[Entries from a dataset]
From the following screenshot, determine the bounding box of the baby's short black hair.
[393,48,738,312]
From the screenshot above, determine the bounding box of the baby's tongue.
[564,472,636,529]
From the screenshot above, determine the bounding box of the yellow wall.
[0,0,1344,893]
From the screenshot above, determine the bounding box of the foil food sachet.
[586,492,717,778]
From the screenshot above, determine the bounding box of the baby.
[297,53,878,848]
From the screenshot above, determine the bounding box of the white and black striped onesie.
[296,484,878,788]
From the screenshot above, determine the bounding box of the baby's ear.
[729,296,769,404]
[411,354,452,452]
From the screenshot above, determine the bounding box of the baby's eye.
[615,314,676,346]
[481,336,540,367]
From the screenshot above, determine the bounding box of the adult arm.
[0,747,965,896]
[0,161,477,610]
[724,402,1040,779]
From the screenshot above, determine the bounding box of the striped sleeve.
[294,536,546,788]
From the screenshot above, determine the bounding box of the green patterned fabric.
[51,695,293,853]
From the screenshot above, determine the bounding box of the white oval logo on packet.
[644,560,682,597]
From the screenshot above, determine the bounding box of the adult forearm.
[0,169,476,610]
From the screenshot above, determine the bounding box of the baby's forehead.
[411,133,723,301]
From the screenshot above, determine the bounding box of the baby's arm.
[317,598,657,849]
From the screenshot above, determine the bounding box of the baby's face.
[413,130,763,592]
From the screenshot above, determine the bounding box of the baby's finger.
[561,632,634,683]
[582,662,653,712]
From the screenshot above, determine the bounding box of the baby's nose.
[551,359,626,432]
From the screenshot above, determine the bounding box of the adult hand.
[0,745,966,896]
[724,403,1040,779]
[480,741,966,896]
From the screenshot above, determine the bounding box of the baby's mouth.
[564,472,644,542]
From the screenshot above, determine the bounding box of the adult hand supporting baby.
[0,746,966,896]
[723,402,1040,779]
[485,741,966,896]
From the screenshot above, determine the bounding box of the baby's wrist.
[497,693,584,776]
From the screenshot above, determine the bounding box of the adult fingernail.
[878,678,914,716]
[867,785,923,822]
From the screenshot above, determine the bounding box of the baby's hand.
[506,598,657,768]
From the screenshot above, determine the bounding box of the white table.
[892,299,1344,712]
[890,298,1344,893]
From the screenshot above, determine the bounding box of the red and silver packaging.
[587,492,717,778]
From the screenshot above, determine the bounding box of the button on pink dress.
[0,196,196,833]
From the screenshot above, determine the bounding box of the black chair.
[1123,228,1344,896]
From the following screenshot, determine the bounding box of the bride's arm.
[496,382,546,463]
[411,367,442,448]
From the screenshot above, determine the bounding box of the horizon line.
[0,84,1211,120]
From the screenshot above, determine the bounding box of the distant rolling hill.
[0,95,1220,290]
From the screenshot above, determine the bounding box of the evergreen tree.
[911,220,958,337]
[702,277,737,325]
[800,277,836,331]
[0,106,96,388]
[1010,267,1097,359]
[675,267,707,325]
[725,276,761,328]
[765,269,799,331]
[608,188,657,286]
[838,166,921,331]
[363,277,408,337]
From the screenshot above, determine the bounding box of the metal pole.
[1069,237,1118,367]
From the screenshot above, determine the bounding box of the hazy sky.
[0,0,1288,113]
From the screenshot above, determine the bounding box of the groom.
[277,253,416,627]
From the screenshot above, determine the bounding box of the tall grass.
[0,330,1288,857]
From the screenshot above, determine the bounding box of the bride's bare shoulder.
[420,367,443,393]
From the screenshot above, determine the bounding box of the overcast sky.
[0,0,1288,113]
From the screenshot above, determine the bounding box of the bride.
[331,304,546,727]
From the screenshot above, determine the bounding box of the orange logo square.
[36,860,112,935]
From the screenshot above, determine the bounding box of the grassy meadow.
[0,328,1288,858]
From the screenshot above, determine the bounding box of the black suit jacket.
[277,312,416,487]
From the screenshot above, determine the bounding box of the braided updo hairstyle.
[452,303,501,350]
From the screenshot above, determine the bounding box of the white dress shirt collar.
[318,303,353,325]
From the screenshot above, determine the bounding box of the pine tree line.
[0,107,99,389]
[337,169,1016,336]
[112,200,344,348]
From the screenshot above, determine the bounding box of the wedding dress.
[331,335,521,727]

> _Prompt_: Copy each of the lines above word for word.

> _Task output_:
From the following screenshot, determine the bounding box of the baby's short black hair.
[393,48,738,312]
From the screenshot above, determine the bounding box of the baby's tongue.
[564,472,636,529]
From the screenshot above, determine the bounding box of the yellow wall.
[0,0,1344,893]
From the screenshot above, determine the bounding box of the foil food sachet.
[586,492,717,778]
From the screenshot above, determine the bounding box of the baby.
[297,53,878,848]
From the screenshot above, determine the bounding box of the white and black striped onesie.
[296,484,878,788]
From the screenshot above, determine the bounding box of the baby's ear.
[729,296,769,404]
[411,354,452,452]
From the screenshot above, determine the bounding box of the baby's eye.
[615,314,676,346]
[481,336,540,367]
From the screenshot above, determine the bounding box of the adult arm.
[0,747,965,896]
[0,161,477,610]
[724,402,1040,779]
From the screenshot above, determine the bounding box of the striped sleeve.
[294,536,546,788]
From the screenshot above, determine the bounding box of the green patterned fabric.
[51,695,293,853]
From the screenshot above, determine the bounding box of the white oval logo on packet.
[644,560,682,597]
From the screenshot above, determine the bounding box of the adult forearm.
[0,169,476,610]
From the screenshot above, determine the bounding box of the baby's forehead.
[411,133,723,301]
From the screenshot above, determine the bounding box of the baby's arm.
[317,598,657,849]
From the screenshot above, determine the bounding box of the baby's face.
[413,130,763,592]
From the screenshot above, determine the bounding box of the baby's finger.
[561,632,634,683]
[582,662,653,712]
From the screenshot above, determine the bounding box of the baby's nose.
[551,359,626,432]
From the screenshot above, determine the bounding box of the adult hand.
[0,745,966,896]
[724,403,1040,779]
[480,741,966,896]
From the screenshot above, determine the bounding box of the baby's mouth.
[564,472,644,542]
From the screenshot above, determine the bounding box of the adult hand supporting baby.
[0,746,966,896]
[723,402,1040,779]
[485,741,966,896]
From the screenshot above, determine the bounding box of the baby's wrist.
[497,693,584,776]
From the screenshot above, determine the bounding box of the adult fingernail.
[878,678,914,716]
[867,785,923,822]
From the screenshot above, determine the bounding box of the baby's hand.
[506,598,657,768]
From the screenshot above, determine the bounding box of the white table.
[892,299,1344,712]
[890,298,1344,893]
From the screenshot above, determine the bounding box of the red and silver packaging.
[587,492,717,778]
From the screenshot above, determine the bounding box of the button on pink dress.
[0,196,196,833]
From the screenshot above, determine the bounding box of the black chair.
[1123,228,1344,896]
From the following screenshot, determine the bounding box of the bride's arm.
[496,382,546,463]
[411,367,442,448]
From the screenshot above, determine the bounding box of the horizon line.
[0,84,1211,120]
From the screenshot above, determine the bounding box of the distant rolling hill.
[0,95,1220,290]
From the screenshot above, determine the bounding box of the evergreen tree.
[911,220,958,337]
[702,277,737,325]
[800,277,836,331]
[0,106,96,388]
[1010,267,1097,359]
[675,267,707,325]
[725,276,761,328]
[765,269,799,331]
[608,188,657,286]
[838,166,921,331]
[363,277,408,337]
From the screenshot above, determine the bounding box of the metal pole.
[1069,237,1118,367]
From the screenshot above, determine the bounding box of the hazy sky.
[0,0,1288,113]
From the screenshot above, determine the bounding box of the groom.
[277,253,416,627]
From the screenshot above, determine the bounding box of the tall grass.
[0,330,1288,857]
From the screenshot above, determine the bounding box of the bride's bare shoulder.
[420,367,443,393]
From the screenshot above, determine the bounding box of the overcast sky.
[0,0,1288,113]
From the screenshot above, determine the bounding box of the bride.
[331,304,546,727]
From the screenshot above, determine the bounding box of the orange logo square.
[36,860,112,935]
From the screenshot above, determine the bounding box of the grassy meadow.
[0,328,1288,858]
From the screenshot above, determine the bounding box of the black suit jacket.
[277,312,416,487]
From the screenshot above, determine the bounding box of the braided updo hairstyle.
[452,303,501,350]
From the screenshot above, determine the bounding box of the white dress shirt collar.
[318,303,353,325]
From the screenshot above, determine the bounding box of the pine tree line.
[0,107,99,389]
[337,169,1016,336]
[112,200,344,348]
From the screenshot above, determine the bounding box of the wedding dress.
[331,335,521,727]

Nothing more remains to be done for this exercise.